(Source records)
__________
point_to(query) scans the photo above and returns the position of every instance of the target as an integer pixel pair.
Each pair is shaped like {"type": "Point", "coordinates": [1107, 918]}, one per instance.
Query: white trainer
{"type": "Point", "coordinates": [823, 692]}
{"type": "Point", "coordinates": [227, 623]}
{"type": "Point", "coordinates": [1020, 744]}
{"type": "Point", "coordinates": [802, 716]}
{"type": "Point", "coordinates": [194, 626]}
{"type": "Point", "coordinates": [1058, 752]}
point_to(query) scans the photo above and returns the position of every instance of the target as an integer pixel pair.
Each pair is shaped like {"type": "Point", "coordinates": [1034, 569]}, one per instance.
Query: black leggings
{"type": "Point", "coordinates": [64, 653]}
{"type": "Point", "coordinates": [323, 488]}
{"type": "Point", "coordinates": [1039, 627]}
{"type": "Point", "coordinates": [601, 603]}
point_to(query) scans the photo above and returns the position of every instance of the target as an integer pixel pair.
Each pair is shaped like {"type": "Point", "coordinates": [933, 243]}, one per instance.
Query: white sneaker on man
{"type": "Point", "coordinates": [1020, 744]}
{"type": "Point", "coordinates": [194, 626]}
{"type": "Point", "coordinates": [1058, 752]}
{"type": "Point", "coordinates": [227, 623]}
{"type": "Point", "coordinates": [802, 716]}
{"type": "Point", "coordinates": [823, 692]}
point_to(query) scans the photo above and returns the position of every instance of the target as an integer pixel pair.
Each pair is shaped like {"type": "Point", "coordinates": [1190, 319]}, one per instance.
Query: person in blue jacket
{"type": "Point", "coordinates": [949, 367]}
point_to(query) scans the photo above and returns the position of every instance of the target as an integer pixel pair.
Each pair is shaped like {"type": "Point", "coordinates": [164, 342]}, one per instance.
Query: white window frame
__________
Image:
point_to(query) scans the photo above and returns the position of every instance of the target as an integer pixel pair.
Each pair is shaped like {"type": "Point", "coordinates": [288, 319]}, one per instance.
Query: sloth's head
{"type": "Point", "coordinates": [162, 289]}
__________
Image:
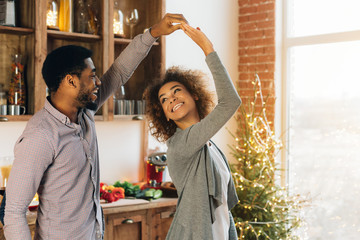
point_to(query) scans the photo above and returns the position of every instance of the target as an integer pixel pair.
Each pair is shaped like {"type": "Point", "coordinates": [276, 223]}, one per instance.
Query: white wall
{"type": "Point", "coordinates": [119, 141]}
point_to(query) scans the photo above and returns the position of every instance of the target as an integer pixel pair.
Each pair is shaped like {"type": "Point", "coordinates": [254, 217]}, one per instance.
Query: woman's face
__________
• [SET EXERCISE]: Copy out every line of the records above that contains the word "white", treating uppercase and lowercase as different.

• [ANSWER BELOW]:
Query: white trainer
Query: white sneaker on man
Query: white window frame
Query: white wall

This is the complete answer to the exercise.